*Document excerpt*
■ ■ ■ ■

Name: Antonio Vargas
Age: Turns 20 on 8/15
Discipline: Boxing
Weight Class: Flyweight
Begins competition: Men's flyweight preliminaries, Sat. 8/13, 10 a.m. EDT

Through boxing, Vargas has been able to channel his extra energy into something positive, developing a discipline and work ethic that has transferred into other areas of his life and that has helped him succeed.

"Boxing keeps me disciplined. It keeps me out of the streets. It keeps me with a goal in mind.'' Vargas told the Orlando Sentinel.

The Houston-native trains an average of 20 hours a week, he said, and his days always start with a morning run. He will be making his Olympic debut in Rio in the flyweight category on Friday.

Vargas’ fearless nature in the ring has earned him the nickname “No Respect,” reports Team USA — he is never intimidated by any opponent, no matter how experienced.

The boxer, who turns 20 on Monday, acknowledges he loves competition and has stated that one of his favorite parts of winning is making his family happy.

Originally from Puerto Rico, Vargas has fought in over 100 amateur fights. He is the 2015 Pan American Games gold medalist, 2015 USA Boxing National Champion and the 2015 USA Boxing Elite Male Athlete of the Year.

■ ■ ■ ■

*Complete the following*
**a)** Which 2015 honors does the profile of boxer Antonio Vargas list for him?
**b)** How would you render this sentence from the Antonio Vargas profile in Spanish: "Originally from Puerto Rico, Vargas has fought in over 100 amateur fights."
**c)** Could you extend the Antonio Vargas profile with a few more sentences that pick up after its final line?

■ ■ ■ ■

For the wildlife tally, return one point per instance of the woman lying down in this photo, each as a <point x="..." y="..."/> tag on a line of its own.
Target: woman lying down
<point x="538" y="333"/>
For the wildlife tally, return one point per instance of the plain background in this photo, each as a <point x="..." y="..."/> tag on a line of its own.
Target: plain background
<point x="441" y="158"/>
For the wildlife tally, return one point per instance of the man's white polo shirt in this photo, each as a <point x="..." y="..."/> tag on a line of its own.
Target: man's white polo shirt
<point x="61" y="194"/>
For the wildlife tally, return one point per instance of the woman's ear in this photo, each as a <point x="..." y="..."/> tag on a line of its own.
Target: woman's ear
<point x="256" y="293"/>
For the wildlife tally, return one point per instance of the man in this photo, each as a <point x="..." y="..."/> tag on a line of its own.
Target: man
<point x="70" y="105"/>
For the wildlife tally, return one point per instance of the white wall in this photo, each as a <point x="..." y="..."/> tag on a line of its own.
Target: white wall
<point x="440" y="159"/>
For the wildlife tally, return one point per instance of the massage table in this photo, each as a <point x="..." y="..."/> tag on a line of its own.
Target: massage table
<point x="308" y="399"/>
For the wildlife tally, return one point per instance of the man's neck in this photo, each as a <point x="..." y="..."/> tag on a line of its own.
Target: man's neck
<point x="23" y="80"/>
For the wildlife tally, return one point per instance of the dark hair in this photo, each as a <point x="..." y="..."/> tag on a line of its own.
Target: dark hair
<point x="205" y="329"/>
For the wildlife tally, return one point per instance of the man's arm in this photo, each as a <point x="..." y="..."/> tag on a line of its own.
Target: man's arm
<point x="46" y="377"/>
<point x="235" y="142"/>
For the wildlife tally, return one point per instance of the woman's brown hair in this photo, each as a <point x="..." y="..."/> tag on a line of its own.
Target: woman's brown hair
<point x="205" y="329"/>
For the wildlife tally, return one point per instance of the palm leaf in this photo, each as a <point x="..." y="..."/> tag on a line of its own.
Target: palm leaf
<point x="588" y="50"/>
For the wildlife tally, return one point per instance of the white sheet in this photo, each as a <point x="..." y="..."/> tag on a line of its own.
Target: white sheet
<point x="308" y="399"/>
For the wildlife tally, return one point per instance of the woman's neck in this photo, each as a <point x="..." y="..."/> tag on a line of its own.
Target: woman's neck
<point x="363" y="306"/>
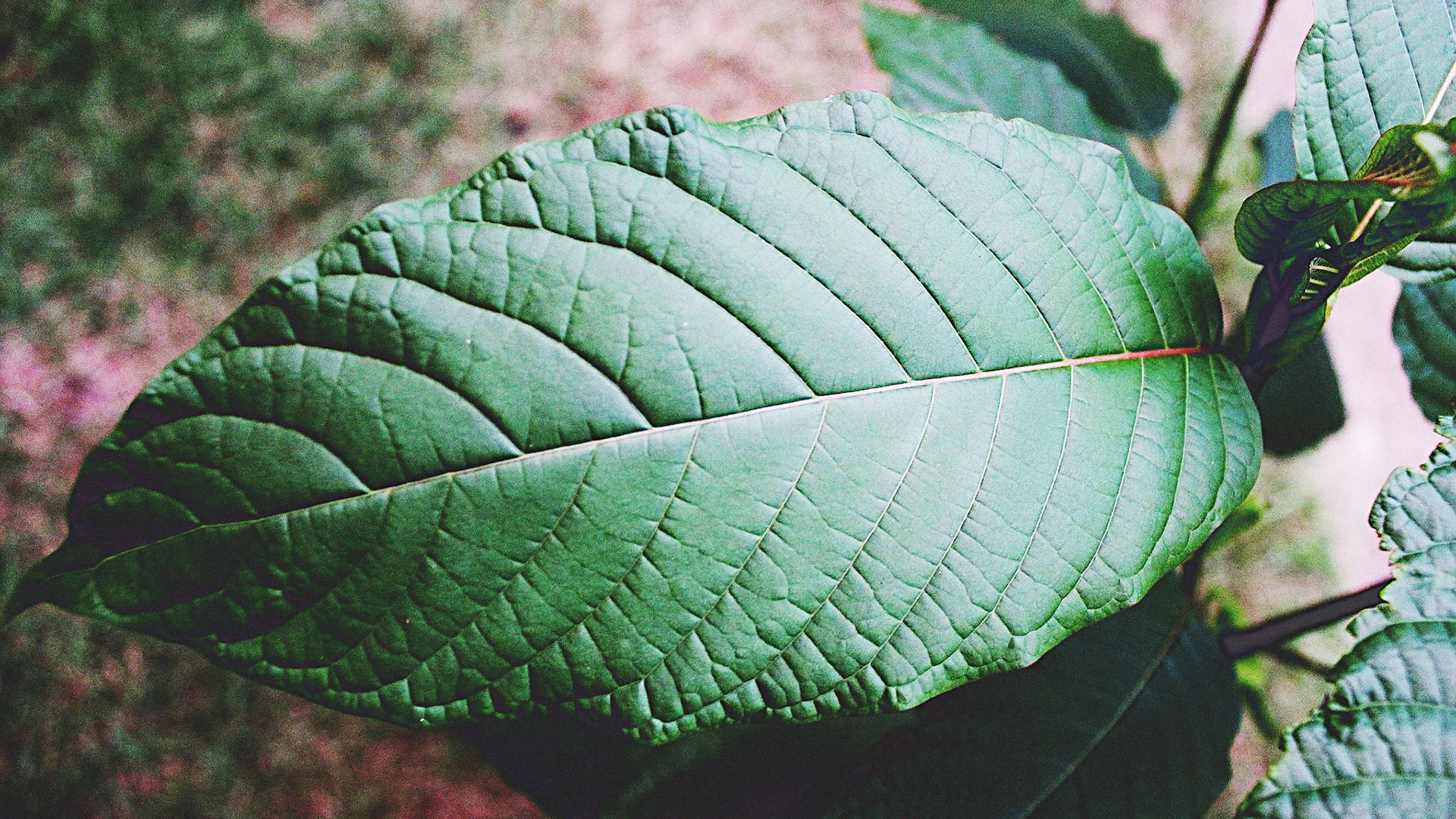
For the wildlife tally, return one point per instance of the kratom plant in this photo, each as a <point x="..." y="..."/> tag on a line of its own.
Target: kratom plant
<point x="778" y="447"/>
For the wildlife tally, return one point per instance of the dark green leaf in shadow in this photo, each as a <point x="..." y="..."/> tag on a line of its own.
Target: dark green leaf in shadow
<point x="1101" y="722"/>
<point x="938" y="64"/>
<point x="1411" y="167"/>
<point x="1133" y="719"/>
<point x="1382" y="744"/>
<point x="1369" y="66"/>
<point x="1424" y="330"/>
<point x="1122" y="72"/>
<point x="1301" y="403"/>
<point x="1276" y="146"/>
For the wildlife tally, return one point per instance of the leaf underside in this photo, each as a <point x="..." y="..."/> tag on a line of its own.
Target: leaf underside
<point x="937" y="64"/>
<point x="1366" y="67"/>
<point x="673" y="423"/>
<point x="1100" y="726"/>
<point x="1383" y="745"/>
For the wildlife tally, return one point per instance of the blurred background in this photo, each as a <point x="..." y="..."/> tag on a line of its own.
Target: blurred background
<point x="159" y="159"/>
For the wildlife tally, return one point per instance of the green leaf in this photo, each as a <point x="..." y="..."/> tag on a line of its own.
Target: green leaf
<point x="1098" y="727"/>
<point x="1424" y="328"/>
<point x="676" y="425"/>
<point x="1122" y="72"/>
<point x="938" y="66"/>
<point x="1410" y="165"/>
<point x="1101" y="720"/>
<point x="1369" y="66"/>
<point x="1381" y="745"/>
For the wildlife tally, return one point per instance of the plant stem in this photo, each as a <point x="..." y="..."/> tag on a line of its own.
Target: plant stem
<point x="1301" y="661"/>
<point x="1430" y="114"/>
<point x="1283" y="629"/>
<point x="1204" y="194"/>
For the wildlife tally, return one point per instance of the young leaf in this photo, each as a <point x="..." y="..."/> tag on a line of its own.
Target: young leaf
<point x="1410" y="165"/>
<point x="674" y="425"/>
<point x="937" y="64"/>
<point x="1122" y="72"/>
<point x="1381" y="745"/>
<point x="1103" y="720"/>
<point x="1369" y="66"/>
<point x="1424" y="328"/>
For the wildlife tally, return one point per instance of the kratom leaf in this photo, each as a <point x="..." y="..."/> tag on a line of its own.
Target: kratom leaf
<point x="1366" y="67"/>
<point x="674" y="425"/>
<point x="1301" y="404"/>
<point x="937" y="64"/>
<point x="1103" y="726"/>
<point x="1276" y="146"/>
<point x="1382" y="744"/>
<point x="1103" y="720"/>
<point x="1292" y="218"/>
<point x="1424" y="328"/>
<point x="1122" y="72"/>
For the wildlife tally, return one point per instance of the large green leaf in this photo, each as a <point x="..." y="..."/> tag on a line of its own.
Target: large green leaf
<point x="1122" y="72"/>
<point x="1426" y="331"/>
<point x="1101" y="722"/>
<point x="1130" y="719"/>
<point x="1383" y="745"/>
<point x="1366" y="67"/>
<point x="674" y="425"/>
<point x="938" y="66"/>
<point x="1410" y="167"/>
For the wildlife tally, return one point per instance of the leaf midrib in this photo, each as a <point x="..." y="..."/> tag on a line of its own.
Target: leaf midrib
<point x="1063" y="363"/>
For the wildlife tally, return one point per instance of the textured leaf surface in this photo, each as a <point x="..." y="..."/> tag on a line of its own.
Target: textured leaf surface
<point x="1383" y="745"/>
<point x="1410" y="167"/>
<point x="937" y="64"/>
<point x="1366" y="67"/>
<point x="674" y="425"/>
<point x="1426" y="331"/>
<point x="1122" y="72"/>
<point x="1301" y="404"/>
<point x="1101" y="723"/>
<point x="1101" y="726"/>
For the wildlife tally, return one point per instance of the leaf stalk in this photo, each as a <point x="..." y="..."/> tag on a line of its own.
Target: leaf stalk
<point x="1206" y="194"/>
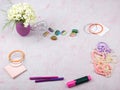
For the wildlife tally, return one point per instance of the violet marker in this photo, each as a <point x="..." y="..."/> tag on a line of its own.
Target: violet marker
<point x="78" y="81"/>
<point x="47" y="77"/>
<point x="45" y="80"/>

■ ■ ■ ■

*Answers provided*
**a)**
- 2015 Pan American Games gold medalist
- 2015 USA Boxing National Champion
- 2015 USA Boxing Elite Male Athlete of the Year

**b)** Originario de Puerto Rico, Vargas ha disputado más de 100 peleas amateur.

**c)**
He considers his best assets on the ring to be his hand and foot speeds.

Although his road to Rio was far from easy, suffering defeats in the Olympic Trials and during his first international qualifier, Vargas secured his spot on the U.S. Olympic team after his quarterfinal victory at the World Olympic Qualifying Event in Baku, Azerbaijan. 

Looking back at his childhood and his athletic accomplishments, Vargas thanks his father for introducing him to boxing. It is his father’s dream to see him at the Olympics, he said.

"If he hadn't put me into boxing, I'd probably be another bum on the street, like smoking weed,'' Vargas told the Sentinel. "I thank him a lot. He took the first step. The guy right there was just a life-changer for me.''

After Rio, Vargas hopes to begin boxing professionally.